STATED EXERCISE:
Could you output every one of the records below, line for line and with nothing changed?

DATA SECTION:
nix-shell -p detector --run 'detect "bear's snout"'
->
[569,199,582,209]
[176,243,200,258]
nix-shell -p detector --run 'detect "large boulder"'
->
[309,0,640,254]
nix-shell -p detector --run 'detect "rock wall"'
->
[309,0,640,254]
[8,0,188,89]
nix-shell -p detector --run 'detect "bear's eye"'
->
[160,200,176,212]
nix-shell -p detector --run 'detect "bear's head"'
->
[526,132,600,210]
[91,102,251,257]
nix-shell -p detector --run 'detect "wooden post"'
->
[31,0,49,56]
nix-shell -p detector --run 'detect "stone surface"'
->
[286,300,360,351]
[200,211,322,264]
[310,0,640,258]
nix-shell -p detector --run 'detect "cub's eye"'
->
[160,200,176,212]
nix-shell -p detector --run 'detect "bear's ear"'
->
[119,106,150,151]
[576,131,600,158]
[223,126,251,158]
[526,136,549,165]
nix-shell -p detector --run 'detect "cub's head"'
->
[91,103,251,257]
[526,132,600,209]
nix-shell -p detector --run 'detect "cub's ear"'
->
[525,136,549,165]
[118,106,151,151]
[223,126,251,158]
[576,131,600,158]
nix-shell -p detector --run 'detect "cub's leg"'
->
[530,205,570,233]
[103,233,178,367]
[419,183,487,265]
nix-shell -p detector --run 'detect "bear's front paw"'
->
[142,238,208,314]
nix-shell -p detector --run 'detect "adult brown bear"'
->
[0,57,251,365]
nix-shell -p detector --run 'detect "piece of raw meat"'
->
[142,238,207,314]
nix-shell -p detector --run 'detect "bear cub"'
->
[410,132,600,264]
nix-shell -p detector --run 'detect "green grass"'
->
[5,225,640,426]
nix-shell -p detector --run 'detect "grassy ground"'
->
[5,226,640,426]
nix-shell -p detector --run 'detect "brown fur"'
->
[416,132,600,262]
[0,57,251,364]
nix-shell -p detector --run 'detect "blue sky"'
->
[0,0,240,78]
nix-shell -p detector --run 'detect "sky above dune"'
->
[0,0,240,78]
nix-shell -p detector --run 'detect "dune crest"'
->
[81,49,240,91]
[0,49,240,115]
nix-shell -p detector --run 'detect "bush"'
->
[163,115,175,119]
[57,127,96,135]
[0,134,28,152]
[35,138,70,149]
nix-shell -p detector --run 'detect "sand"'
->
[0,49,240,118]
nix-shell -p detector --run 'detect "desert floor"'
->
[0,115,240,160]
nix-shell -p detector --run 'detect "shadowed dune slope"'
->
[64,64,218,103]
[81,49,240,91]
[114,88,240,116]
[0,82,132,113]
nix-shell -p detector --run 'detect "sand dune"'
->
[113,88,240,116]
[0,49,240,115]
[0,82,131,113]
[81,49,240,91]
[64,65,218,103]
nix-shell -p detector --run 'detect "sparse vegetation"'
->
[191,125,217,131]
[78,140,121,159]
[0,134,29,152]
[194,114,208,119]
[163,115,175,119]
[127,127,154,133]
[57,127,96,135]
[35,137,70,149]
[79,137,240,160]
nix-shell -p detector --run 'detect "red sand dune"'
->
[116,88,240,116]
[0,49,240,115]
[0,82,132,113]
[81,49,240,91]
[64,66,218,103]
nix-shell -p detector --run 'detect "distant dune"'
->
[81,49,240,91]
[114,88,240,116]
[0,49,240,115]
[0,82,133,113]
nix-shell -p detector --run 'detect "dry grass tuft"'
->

REPLY:
nix-shell -p detector --run 'detect "bear's snout"'
->
[569,199,582,209]
[176,243,200,258]
nix-shell -p detector --run 'detect "large boulder"'
->
[309,0,640,254]
nix-shell -p detector --run 'detect "rock wall"'
->
[309,0,640,254]
[8,0,188,89]
nix-shell -p detector --run 'detect "bear's eye"'
->
[160,200,176,212]
nix-shell -p detector --run 'detect "bear's head"'
->
[526,132,600,210]
[91,102,251,257]
nix-shell -p detector --run 'detect "wooden post"'
->
[31,0,49,56]
nix-shell -p detector --run 'detect "stone surface"'
->
[286,300,360,351]
[200,211,322,264]
[310,0,640,258]
nix-shell -p detector --run 'detect "cub's eye"'
->
[160,200,176,212]
nix-shell -p detector --run 'detect "bear's ear"'
->
[119,106,150,151]
[576,131,600,158]
[223,126,251,158]
[526,136,549,165]
nix-shell -p detector --run 'detect "cub's head"'
->
[91,103,251,257]
[526,132,600,209]
nix-shell -p detector --run 'detect "cub's ear"'
->
[525,136,549,165]
[118,106,151,151]
[223,126,251,158]
[576,131,600,158]
nix-shell -p detector --run 'detect "cub's leg"'
->
[530,205,570,233]
[103,233,178,367]
[419,183,487,265]
nix-shell -p detector --run 'detect "bear's front paw"'
->
[142,238,208,314]
nix-shell -p detector --run 'detect "adult brown bear"'
->
[0,57,251,365]
nix-shell -p detector --run 'detect "piece of raw meat"'
->
[142,238,207,314]
nix-shell -p detector --run 'detect "bear cub"'
->
[410,132,600,264]
nix-shell -p detector --run 'detect "green grass"'
->
[5,225,640,426]
nix-shell -p detector --run 'detect "grassy ground"'
->
[5,226,640,426]
nix-shell -p detector --run 'detect "brown fur"'
->
[416,132,600,262]
[0,57,251,364]
nix-shell -p detector --run 'detect "blue sky"'
->
[0,0,240,78]
nix-shell -p detector --run 'detect "sky above dune"'
->
[0,0,240,78]
nix-shell -p detector --run 'detect "dune crest"'
->
[81,49,240,91]
[0,49,240,115]
nix-shell -p detector --run 'detect "bush"'
->
[163,115,175,119]
[57,127,96,135]
[0,134,28,152]
[35,138,70,149]
nix-shell -p detector --run 'detect "sand"'
->
[0,49,240,118]
nix-shell -p detector --run 'detect "desert floor"'
->
[0,115,240,160]
nix-shell -p detector --run 'detect "shadowed dune slope"'
->
[64,64,218,103]
[81,49,240,91]
[114,88,240,116]
[0,82,132,113]
nix-shell -p detector --run 'detect "sand dune"'
->
[113,88,240,116]
[0,49,240,115]
[0,82,131,113]
[81,49,240,91]
[64,65,218,103]
nix-shell -p detector --run 'detect "sparse vegetation"'
->
[191,125,217,131]
[78,140,121,159]
[0,134,29,152]
[194,114,208,119]
[163,115,175,119]
[127,127,154,133]
[57,127,96,135]
[35,137,70,149]
[79,137,240,160]
nix-shell -p detector --run 'detect "red sand dune"'
->
[116,88,240,116]
[0,49,240,115]
[0,82,132,113]
[81,49,240,91]
[64,66,218,103]
nix-shell -p detector --run 'detect "distant dune"'
->
[81,49,240,91]
[114,88,240,116]
[0,49,240,115]
[0,82,133,113]
nix-shell -p detector --run 'detect "dry grass tuft"'
->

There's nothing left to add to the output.